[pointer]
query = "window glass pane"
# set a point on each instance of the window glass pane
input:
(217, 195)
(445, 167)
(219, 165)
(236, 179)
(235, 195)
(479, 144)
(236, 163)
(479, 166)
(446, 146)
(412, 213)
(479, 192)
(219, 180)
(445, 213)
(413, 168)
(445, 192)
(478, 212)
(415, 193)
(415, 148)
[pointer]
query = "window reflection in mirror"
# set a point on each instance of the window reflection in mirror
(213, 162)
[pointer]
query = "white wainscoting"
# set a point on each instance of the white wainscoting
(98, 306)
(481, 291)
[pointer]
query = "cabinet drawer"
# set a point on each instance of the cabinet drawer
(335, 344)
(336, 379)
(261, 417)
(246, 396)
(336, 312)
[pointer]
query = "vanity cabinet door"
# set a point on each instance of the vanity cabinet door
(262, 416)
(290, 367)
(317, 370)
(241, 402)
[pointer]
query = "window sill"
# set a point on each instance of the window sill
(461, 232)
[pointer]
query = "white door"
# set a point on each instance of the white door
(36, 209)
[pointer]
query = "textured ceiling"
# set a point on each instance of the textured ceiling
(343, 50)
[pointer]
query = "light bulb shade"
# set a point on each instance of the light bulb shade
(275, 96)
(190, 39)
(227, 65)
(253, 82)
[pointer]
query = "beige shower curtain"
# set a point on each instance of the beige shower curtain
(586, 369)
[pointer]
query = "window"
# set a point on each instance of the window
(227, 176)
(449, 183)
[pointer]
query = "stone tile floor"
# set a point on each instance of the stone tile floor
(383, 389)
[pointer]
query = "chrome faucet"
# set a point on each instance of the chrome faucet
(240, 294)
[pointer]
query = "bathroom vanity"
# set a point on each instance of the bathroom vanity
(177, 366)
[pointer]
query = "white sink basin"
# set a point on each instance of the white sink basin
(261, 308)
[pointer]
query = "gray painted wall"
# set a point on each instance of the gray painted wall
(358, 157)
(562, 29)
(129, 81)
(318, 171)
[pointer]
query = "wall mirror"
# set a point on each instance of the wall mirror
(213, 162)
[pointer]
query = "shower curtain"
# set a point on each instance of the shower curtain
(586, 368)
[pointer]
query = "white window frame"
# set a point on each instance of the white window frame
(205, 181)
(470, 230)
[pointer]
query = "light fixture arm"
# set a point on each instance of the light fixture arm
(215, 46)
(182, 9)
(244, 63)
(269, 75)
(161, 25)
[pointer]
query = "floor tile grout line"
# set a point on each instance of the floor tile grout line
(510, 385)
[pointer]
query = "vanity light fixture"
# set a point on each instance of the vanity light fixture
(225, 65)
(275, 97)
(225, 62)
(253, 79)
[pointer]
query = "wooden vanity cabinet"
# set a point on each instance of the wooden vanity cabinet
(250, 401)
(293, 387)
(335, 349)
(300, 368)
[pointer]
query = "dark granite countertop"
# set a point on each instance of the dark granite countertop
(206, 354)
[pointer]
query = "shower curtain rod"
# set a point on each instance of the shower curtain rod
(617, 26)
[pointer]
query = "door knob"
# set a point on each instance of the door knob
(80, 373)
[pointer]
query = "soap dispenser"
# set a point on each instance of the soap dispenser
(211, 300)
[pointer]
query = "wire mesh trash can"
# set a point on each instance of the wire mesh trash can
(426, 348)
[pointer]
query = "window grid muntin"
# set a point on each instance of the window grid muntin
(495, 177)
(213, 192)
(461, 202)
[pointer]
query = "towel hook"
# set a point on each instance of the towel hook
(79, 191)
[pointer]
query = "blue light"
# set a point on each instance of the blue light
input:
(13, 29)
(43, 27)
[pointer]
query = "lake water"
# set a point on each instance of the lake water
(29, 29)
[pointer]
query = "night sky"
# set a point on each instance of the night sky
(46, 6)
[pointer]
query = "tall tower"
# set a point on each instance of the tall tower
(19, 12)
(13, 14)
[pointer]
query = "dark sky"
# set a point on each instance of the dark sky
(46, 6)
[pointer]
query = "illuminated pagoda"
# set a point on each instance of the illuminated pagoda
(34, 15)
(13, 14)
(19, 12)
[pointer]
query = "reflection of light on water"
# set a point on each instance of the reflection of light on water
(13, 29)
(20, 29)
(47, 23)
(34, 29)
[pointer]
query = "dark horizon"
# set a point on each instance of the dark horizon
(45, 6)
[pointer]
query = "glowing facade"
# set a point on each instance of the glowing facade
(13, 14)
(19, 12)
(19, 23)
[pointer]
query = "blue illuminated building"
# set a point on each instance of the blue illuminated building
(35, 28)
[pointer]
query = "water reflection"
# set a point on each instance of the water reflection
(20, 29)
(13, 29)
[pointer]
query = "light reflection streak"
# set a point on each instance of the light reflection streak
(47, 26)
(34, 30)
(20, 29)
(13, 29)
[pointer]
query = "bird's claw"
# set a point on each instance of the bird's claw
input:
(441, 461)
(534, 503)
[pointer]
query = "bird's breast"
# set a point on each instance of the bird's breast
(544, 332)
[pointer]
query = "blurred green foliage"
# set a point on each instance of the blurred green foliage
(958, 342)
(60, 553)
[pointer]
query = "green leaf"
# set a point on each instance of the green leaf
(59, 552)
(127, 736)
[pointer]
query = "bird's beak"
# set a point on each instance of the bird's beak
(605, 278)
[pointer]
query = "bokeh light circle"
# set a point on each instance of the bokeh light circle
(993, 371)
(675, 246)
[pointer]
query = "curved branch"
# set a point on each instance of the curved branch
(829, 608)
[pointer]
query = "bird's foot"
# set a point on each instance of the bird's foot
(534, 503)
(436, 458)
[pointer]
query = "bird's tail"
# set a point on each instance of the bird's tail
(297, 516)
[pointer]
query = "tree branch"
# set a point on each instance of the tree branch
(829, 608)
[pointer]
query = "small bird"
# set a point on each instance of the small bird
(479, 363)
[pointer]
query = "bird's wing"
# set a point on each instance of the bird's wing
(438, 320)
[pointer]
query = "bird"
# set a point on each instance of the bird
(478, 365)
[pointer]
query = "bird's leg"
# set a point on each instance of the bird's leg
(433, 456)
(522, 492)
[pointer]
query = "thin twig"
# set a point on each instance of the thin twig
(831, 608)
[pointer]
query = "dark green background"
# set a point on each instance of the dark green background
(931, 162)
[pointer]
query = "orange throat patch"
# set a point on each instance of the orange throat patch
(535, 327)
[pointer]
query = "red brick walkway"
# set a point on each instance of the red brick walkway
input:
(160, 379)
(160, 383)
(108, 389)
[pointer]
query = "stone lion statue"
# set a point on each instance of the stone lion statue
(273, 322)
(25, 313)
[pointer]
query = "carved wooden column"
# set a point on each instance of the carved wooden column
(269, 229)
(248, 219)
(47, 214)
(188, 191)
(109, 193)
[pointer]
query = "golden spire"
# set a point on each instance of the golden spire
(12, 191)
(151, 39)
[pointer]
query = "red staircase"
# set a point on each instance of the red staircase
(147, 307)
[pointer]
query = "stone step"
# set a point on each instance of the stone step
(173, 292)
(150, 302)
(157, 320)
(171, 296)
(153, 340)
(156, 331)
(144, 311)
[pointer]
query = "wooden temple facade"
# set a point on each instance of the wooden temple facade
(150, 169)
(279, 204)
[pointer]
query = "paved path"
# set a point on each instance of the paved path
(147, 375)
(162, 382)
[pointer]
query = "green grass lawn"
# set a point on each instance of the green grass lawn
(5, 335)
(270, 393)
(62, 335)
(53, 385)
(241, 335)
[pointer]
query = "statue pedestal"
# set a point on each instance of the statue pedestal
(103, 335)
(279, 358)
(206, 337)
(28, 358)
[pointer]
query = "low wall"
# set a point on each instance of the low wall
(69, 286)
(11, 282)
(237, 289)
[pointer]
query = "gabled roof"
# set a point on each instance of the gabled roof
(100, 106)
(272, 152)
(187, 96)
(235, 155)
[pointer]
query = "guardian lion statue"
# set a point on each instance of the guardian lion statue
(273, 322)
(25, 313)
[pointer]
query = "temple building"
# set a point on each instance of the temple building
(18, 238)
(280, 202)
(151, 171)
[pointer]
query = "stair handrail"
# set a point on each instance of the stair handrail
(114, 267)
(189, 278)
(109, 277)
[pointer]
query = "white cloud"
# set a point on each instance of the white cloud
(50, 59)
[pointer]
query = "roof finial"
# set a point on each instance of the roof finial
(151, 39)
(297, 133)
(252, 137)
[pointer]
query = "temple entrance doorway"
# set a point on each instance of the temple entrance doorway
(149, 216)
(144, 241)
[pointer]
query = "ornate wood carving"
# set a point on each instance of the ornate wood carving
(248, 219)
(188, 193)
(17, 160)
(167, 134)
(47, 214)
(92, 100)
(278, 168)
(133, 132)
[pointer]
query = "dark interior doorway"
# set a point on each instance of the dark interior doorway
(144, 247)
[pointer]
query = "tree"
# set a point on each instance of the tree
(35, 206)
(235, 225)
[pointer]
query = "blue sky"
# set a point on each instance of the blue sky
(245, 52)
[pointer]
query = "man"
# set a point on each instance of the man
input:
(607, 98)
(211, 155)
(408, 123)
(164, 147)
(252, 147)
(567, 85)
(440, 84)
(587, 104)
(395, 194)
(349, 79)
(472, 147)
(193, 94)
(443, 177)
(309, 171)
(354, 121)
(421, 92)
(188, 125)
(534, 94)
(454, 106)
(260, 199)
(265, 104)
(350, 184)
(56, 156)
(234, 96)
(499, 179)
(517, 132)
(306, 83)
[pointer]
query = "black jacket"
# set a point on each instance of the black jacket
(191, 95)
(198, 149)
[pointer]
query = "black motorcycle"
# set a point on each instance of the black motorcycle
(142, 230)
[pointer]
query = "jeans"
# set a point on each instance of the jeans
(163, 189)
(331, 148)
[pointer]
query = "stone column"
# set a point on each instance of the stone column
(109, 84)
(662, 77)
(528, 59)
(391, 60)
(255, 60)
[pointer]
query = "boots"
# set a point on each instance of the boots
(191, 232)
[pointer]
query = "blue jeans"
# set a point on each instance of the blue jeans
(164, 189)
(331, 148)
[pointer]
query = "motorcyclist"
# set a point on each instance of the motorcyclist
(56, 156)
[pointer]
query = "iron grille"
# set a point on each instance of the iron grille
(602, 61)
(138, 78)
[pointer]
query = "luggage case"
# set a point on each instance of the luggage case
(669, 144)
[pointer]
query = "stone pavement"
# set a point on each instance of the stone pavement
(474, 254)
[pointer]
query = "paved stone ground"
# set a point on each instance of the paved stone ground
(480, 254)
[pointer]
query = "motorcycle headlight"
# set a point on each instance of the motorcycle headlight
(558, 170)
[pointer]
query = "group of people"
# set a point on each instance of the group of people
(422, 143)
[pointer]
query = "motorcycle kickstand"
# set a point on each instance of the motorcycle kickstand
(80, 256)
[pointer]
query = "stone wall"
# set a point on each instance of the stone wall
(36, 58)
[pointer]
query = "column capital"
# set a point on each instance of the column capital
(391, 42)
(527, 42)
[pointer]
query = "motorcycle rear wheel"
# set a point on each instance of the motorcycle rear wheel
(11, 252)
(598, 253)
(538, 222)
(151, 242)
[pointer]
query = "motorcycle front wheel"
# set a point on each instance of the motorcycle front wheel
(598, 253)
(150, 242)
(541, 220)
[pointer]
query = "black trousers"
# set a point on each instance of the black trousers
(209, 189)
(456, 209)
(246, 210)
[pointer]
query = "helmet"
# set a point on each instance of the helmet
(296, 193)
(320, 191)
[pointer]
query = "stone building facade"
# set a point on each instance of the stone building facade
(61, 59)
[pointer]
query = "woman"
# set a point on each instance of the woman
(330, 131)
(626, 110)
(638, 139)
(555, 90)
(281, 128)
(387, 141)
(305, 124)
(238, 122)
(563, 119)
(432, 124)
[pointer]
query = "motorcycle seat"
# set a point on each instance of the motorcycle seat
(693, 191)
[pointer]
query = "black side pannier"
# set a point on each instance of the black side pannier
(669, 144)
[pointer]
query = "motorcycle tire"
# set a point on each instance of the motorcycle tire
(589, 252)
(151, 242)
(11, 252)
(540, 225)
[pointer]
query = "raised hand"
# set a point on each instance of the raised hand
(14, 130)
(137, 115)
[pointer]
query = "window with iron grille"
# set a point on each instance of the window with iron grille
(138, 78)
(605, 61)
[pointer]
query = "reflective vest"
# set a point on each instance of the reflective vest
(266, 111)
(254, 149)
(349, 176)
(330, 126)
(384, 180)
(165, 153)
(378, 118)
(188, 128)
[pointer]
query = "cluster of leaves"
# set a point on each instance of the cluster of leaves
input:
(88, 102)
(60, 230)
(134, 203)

----

Goal »
Show every line of the records above that contains the word "vest".

Result for this exercise »
query = "reflective vest"
# set a point on each instance of the reflective vest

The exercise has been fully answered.